| TASK |
Output only the lines from the one holding "of the long" to the end of the data below, please, copied exactly.

----- RECORDS -----

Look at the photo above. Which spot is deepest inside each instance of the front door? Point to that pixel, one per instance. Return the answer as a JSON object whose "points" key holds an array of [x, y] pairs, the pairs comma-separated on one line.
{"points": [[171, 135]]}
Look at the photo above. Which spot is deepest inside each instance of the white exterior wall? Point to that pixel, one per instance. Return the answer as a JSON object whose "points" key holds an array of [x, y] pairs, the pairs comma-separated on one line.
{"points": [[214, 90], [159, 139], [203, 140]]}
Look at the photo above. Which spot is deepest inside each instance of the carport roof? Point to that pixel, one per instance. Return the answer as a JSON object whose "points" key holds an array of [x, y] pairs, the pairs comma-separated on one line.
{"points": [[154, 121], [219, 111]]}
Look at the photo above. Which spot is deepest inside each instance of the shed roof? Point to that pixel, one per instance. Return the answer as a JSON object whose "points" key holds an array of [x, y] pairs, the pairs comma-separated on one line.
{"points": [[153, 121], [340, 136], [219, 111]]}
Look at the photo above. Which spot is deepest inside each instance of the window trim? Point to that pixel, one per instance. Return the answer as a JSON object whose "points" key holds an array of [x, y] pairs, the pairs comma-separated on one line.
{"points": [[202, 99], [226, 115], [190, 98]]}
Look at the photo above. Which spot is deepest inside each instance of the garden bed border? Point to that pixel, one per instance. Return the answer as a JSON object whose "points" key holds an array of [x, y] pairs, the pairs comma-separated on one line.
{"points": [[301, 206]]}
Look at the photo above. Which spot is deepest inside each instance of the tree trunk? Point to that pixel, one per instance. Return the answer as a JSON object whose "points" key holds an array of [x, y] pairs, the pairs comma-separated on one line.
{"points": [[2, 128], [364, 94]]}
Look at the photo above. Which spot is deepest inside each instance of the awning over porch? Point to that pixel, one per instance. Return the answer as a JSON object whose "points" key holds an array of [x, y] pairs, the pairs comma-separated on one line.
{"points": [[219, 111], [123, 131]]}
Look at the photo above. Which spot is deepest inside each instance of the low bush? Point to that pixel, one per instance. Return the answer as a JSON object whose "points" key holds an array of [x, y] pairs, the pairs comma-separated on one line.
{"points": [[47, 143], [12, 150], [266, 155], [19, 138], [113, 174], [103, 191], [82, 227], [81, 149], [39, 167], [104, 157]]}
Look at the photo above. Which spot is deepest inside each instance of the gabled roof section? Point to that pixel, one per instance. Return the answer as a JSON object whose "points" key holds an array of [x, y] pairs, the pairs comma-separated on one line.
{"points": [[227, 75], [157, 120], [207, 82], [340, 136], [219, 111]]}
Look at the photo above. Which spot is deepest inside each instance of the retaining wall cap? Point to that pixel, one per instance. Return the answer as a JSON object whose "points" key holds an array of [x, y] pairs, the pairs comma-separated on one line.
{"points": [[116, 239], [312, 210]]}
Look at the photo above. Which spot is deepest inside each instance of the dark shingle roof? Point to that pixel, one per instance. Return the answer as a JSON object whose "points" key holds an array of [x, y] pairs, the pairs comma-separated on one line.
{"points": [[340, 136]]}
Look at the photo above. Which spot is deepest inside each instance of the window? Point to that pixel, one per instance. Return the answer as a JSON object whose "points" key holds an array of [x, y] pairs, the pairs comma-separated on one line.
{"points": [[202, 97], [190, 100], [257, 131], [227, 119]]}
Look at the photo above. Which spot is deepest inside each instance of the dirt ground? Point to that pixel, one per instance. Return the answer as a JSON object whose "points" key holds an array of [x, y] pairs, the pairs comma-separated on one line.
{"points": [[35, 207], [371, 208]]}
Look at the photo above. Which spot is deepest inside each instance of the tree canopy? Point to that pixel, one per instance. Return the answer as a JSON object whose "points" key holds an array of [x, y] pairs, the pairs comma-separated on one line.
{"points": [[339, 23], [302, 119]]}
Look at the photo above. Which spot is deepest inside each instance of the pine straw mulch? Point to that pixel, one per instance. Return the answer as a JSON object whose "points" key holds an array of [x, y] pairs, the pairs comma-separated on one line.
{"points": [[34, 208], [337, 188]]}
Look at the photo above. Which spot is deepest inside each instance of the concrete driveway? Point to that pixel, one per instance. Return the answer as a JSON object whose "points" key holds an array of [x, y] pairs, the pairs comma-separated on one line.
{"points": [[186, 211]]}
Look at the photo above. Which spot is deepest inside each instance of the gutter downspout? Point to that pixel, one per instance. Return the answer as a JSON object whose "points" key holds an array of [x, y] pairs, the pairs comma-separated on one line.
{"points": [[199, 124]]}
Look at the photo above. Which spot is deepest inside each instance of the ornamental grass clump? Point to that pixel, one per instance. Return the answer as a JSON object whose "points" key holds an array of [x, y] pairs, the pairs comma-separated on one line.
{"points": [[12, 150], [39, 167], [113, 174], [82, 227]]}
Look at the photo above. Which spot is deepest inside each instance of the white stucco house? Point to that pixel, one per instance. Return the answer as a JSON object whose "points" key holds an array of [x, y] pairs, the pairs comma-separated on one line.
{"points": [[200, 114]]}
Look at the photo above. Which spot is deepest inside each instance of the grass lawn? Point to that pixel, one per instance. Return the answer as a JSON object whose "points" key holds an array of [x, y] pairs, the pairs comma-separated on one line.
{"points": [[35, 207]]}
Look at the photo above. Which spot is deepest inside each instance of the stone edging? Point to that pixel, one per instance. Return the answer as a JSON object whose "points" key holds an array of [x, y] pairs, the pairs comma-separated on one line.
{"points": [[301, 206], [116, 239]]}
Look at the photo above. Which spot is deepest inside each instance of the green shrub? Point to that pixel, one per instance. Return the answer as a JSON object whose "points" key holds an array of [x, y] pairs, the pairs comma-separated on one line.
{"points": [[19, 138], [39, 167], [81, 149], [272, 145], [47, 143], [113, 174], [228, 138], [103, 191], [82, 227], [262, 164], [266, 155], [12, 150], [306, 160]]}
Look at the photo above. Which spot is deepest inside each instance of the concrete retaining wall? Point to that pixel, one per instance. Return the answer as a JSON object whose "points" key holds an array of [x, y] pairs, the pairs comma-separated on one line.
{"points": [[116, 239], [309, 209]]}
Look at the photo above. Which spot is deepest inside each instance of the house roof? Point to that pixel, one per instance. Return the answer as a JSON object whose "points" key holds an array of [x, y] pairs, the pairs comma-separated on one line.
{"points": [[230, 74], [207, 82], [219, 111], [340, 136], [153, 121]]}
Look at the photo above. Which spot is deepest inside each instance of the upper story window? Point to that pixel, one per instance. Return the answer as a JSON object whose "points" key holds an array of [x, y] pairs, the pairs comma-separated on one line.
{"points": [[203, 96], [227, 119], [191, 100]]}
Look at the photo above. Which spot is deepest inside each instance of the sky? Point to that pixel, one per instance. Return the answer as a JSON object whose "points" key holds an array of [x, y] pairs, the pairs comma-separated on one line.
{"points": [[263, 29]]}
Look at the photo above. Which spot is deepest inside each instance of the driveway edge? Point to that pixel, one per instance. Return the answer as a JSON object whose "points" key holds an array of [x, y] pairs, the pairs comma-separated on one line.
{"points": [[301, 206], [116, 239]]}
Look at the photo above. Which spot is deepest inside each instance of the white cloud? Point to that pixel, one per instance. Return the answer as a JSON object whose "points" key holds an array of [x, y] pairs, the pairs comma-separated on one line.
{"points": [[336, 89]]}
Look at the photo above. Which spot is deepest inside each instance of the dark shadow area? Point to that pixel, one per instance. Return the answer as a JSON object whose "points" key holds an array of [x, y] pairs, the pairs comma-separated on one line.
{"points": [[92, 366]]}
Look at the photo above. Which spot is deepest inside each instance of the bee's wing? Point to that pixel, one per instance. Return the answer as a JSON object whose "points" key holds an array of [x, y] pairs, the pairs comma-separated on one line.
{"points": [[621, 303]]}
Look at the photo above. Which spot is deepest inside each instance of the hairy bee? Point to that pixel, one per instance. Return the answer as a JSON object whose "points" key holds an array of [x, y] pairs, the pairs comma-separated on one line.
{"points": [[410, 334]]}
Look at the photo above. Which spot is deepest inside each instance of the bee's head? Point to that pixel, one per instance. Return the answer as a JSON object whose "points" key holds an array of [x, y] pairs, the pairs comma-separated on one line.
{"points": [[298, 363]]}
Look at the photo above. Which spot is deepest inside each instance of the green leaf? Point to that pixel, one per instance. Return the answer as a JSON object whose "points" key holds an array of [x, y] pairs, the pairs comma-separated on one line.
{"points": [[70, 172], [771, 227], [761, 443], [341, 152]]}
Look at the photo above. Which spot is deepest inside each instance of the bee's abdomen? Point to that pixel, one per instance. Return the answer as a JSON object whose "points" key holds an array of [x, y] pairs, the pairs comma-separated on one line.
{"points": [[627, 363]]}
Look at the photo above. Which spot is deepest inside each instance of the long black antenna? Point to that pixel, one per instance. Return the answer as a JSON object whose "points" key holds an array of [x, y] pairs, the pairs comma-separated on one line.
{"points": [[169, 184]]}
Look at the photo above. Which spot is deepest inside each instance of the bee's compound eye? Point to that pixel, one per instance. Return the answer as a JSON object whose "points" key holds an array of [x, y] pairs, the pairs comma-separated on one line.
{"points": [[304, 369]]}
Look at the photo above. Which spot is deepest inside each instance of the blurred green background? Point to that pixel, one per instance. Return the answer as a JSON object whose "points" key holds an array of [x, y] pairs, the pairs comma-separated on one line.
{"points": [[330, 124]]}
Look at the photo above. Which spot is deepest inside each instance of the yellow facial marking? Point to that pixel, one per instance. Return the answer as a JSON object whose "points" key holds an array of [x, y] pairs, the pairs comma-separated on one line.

-----

| PROBLEM SOLUTION |
Look at the photo above. Which spot is deepest inside each instance of the long black antenna? Point to that pixel, one per instance. Return the answer as a JSON object whose "points" key holds an array of [x, y] pairs, the pairs comma-separated on one line.
{"points": [[169, 184]]}
Look at the photo above. Which spot is deepest inside each instance of the bee's compound eye? Point to that pixel, one per instance. Return the answer as a JSON object whose "points" key holds an array of [x, y] pairs, the pairs comma-separated on one line.
{"points": [[304, 369]]}
Look at the photo above. Which spot is deepest inside each instance of the blurred green background? Point to that pixel, one per instance. Return the answer as a JSON object whose "points" key holds an array of [x, y] pairs, the pairs comma-separated on one line.
{"points": [[330, 124]]}
Look at the photo above. Which spot is deepest inside each instance of the yellow facial marking? Point to that pixel, one per instance. Return the answer as a JSON object whose "points" key holds an array of [x, y] pairs, the pairs comma-separated on one line.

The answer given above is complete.